§ Records provided:
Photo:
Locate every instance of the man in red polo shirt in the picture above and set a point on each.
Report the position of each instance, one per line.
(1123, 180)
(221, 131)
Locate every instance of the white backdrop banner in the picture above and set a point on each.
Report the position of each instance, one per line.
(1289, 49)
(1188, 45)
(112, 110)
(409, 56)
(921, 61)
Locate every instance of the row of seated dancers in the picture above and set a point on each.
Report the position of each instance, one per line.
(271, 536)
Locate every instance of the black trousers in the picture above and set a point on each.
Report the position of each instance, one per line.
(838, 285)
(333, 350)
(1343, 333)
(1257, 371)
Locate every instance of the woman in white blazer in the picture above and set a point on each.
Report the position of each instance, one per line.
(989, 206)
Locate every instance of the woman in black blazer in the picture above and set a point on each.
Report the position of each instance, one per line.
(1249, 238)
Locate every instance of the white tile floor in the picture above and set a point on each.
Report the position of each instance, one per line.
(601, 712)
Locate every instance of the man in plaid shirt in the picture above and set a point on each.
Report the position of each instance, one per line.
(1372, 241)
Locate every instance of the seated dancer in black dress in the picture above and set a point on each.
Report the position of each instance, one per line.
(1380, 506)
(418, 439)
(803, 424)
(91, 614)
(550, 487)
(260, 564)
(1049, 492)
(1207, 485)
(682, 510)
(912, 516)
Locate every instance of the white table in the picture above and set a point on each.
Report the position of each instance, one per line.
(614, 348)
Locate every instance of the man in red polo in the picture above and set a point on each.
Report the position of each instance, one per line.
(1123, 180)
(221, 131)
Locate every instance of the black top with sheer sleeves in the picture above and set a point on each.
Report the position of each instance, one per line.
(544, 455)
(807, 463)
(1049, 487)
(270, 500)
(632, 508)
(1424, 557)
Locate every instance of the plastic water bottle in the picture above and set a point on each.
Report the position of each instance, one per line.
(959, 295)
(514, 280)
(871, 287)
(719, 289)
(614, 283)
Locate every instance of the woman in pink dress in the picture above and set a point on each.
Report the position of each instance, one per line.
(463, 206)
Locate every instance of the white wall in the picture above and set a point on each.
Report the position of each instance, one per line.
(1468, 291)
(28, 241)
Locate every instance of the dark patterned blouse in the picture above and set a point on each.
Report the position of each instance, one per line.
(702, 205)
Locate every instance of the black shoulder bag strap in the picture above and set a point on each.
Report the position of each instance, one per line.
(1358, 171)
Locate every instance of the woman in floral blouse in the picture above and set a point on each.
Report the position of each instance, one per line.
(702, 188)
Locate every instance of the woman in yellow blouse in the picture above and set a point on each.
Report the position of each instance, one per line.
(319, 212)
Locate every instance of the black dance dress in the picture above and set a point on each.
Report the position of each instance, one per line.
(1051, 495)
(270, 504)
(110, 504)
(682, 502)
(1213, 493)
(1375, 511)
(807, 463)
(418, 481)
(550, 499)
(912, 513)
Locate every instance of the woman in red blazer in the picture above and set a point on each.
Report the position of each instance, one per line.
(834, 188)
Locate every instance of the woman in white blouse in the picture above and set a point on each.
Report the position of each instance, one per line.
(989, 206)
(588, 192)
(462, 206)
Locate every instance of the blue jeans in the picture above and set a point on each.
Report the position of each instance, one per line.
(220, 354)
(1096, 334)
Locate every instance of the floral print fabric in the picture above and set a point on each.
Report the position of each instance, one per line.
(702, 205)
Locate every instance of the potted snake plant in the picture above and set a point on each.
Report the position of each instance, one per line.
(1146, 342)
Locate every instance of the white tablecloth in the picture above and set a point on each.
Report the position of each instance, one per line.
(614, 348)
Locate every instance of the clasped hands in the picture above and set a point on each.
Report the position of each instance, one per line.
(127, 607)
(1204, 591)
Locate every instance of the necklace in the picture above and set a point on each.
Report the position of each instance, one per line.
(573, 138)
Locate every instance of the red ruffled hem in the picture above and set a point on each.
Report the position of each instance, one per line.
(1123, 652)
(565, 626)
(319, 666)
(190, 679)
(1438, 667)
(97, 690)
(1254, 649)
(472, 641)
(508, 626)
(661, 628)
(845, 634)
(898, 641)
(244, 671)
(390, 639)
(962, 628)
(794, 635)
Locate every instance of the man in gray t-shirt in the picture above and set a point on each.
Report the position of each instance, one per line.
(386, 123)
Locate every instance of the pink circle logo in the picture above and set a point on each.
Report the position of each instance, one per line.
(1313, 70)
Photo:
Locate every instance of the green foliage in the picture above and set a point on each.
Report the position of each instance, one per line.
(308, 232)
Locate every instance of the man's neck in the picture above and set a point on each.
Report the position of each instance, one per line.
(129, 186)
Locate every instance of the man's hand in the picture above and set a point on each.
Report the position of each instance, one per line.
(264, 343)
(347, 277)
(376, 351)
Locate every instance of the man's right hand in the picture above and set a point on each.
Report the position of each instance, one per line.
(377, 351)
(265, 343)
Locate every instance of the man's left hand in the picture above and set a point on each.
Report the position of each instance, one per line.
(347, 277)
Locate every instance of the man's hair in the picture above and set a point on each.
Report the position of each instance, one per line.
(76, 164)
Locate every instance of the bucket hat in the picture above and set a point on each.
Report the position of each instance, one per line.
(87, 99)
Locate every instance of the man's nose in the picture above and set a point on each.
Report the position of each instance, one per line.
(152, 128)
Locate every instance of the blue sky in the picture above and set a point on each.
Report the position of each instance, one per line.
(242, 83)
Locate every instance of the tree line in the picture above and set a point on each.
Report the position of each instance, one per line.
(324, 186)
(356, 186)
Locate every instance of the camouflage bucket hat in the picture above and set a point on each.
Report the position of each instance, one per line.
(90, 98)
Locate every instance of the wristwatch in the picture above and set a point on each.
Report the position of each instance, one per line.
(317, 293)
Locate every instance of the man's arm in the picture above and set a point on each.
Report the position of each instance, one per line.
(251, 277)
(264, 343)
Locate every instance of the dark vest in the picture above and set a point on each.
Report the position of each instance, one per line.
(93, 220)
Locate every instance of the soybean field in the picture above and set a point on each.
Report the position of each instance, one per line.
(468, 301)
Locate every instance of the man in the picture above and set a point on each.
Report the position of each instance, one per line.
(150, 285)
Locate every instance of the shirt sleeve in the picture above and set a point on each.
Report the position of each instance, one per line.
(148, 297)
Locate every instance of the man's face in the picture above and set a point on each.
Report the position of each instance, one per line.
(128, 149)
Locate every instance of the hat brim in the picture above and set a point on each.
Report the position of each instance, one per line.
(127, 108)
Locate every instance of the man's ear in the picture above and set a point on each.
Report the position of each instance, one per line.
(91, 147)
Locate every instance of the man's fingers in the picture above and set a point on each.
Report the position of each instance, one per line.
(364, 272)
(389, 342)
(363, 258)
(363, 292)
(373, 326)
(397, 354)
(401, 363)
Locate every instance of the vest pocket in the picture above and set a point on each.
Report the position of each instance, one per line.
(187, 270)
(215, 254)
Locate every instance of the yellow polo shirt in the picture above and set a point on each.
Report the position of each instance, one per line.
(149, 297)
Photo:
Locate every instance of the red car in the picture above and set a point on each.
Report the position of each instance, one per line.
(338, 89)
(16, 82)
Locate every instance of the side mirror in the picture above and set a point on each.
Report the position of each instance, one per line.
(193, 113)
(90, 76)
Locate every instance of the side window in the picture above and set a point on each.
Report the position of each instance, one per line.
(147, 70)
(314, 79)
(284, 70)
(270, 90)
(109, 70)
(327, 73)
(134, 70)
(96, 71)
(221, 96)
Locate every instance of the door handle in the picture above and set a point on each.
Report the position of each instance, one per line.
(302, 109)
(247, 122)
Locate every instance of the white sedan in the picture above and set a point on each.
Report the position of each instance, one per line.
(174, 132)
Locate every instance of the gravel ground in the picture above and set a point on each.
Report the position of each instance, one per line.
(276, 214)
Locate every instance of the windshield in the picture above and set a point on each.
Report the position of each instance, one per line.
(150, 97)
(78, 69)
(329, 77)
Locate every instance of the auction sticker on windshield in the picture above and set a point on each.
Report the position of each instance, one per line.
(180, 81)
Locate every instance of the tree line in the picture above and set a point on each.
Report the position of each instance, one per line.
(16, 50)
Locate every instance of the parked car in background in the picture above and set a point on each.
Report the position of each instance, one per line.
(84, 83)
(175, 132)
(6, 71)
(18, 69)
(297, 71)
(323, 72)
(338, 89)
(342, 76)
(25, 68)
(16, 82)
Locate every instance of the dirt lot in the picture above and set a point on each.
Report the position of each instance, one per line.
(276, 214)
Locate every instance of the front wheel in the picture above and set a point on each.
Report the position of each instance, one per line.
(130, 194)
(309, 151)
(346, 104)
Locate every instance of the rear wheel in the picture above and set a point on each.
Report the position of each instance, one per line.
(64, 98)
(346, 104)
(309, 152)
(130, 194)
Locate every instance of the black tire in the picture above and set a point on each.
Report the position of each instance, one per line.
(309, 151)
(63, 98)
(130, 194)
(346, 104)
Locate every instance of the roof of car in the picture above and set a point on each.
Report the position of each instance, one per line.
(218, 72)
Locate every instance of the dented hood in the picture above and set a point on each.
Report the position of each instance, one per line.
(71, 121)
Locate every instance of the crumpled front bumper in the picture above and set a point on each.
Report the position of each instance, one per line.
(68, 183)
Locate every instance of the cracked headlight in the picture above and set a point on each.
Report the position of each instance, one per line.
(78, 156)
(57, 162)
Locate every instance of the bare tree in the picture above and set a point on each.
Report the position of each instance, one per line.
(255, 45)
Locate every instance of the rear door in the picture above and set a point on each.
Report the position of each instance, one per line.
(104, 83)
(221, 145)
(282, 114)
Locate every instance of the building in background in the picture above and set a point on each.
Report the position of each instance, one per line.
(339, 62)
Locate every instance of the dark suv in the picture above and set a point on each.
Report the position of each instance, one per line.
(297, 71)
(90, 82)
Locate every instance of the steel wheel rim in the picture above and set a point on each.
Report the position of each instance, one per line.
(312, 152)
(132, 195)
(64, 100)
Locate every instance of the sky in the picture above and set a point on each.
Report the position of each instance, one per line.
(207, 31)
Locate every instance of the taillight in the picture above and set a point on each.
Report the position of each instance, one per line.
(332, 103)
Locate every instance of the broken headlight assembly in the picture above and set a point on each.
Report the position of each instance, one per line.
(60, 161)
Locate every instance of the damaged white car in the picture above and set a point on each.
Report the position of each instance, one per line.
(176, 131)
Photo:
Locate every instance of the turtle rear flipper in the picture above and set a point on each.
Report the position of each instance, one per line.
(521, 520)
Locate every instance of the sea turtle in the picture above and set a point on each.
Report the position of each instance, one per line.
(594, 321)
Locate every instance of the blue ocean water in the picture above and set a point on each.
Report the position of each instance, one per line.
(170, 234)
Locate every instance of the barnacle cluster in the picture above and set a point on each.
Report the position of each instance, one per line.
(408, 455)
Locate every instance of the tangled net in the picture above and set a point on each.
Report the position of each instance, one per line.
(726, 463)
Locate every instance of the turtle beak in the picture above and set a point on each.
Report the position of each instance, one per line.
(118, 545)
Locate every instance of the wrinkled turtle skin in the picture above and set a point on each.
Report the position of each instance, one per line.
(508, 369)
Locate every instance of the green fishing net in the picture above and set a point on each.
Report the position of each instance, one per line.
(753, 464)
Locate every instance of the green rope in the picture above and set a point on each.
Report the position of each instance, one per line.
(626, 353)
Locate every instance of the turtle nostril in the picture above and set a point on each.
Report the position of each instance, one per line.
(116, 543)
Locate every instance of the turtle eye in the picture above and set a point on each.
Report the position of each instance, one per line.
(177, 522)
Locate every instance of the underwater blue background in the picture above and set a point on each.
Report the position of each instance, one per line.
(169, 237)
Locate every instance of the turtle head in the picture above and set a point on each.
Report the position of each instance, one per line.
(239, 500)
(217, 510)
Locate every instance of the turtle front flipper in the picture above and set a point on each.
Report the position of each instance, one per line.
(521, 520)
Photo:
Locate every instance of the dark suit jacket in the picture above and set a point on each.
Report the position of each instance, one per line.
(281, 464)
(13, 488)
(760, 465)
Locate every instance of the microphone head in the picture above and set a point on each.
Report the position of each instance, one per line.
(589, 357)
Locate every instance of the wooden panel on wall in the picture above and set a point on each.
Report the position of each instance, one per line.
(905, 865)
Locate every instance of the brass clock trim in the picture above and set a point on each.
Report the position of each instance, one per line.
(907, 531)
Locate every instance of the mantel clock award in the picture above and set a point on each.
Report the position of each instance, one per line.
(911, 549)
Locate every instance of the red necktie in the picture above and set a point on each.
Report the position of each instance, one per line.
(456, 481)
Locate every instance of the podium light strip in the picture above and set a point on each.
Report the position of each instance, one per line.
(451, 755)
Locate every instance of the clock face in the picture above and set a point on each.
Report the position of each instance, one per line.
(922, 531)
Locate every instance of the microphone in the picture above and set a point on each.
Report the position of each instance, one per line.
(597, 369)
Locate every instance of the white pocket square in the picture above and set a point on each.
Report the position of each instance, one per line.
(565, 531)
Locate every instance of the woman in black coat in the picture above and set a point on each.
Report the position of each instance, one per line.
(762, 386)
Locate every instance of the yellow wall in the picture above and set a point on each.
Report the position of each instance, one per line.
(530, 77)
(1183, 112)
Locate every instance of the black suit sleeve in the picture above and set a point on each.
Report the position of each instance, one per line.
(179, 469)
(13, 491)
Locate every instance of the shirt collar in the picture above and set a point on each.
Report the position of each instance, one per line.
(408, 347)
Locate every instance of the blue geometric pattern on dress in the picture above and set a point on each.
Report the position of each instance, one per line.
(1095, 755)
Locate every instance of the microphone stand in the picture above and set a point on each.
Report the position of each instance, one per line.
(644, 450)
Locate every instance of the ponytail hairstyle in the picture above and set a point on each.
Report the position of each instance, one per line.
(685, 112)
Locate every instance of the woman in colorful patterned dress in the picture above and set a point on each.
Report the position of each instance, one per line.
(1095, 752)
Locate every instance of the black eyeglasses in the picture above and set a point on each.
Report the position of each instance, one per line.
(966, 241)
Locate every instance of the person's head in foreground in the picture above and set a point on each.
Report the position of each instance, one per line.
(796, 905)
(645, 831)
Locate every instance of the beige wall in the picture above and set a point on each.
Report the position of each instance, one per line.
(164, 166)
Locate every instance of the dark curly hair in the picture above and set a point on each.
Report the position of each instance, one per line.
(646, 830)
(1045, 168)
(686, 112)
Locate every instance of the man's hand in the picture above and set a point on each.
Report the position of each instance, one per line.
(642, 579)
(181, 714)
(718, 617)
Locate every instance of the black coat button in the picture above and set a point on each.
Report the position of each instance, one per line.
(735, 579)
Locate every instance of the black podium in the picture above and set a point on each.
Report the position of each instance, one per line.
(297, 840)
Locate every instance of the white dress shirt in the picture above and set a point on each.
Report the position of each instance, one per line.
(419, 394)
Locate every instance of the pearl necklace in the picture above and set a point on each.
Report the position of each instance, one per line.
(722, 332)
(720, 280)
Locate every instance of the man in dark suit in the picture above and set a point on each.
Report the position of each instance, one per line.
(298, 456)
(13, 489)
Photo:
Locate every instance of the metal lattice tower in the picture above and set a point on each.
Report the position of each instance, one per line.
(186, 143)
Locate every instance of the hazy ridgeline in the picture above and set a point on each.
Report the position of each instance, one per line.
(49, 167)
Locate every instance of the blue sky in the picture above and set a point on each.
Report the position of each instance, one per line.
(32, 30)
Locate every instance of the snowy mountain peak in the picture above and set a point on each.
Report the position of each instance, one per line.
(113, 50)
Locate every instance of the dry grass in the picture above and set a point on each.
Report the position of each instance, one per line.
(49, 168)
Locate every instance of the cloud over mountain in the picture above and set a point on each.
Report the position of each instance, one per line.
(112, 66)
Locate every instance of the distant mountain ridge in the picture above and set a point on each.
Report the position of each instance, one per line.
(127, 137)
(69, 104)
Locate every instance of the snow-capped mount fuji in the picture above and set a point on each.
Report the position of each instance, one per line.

§ Brief:
Would you print exactly, and only, the lines of the data above from the line with "Locate every instance of the floral" through the line with "Locate every instance of the necklace", inclusive?

§ Response:
Locate every instance of the floral print fabric in the picture above and set a point on each.
Report the position of each instance, one per line.
(702, 205)
Locate every instance of the potted snake plant in the picture above and set a point on each.
Report the position of each instance, one per line.
(1146, 342)
Locate every instance of the white tablecloth in the picture above and set a point on each.
Report the position of each instance, one per line.
(614, 348)
Locate every instance of the clasped hands in the picture above and set a point on each.
Report the position of each instance, one per line.
(127, 607)
(1204, 591)
Locate every instance of the necklace in the picture above and set a point on each.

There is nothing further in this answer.